**Work instructions:** Could you transcribe the material below exactly, without leaving out a single line?

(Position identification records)
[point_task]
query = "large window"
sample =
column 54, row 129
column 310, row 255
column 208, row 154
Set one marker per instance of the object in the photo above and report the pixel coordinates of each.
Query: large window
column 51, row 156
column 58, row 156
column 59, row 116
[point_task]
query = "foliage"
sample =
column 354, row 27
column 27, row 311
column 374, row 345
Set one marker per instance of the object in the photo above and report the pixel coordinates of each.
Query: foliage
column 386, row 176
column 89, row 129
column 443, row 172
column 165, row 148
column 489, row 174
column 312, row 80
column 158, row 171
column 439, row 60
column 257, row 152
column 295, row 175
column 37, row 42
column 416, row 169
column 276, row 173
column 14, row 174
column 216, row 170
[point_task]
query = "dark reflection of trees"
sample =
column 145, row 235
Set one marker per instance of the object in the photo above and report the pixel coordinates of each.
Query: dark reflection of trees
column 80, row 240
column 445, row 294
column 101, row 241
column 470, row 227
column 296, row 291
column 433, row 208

**Result for this exercise:**
[point_task]
query = "large window"
sample =
column 54, row 129
column 310, row 255
column 208, row 154
Set one marker per instance of the object in the photo above and report the pixel coordinates of each.
Query: large window
column 51, row 156
column 58, row 156
column 59, row 116
[point_task]
query = "foliage"
sample =
column 354, row 27
column 27, row 311
column 374, row 345
Set one marker per instance of the object in the photo above and report the pixel coordinates of each.
Query: foliage
column 386, row 176
column 89, row 129
column 443, row 172
column 165, row 148
column 489, row 174
column 312, row 80
column 158, row 171
column 439, row 60
column 257, row 152
column 295, row 175
column 37, row 42
column 416, row 169
column 276, row 173
column 14, row 174
column 216, row 170
[point_task]
query = "dark reflection of trees"
sample =
column 145, row 235
Set one marker per instance of the object in the photo above and report the pixel coordinates of each.
Query: dark reflection of trees
column 80, row 240
column 445, row 294
column 101, row 241
column 470, row 227
column 296, row 291
column 433, row 208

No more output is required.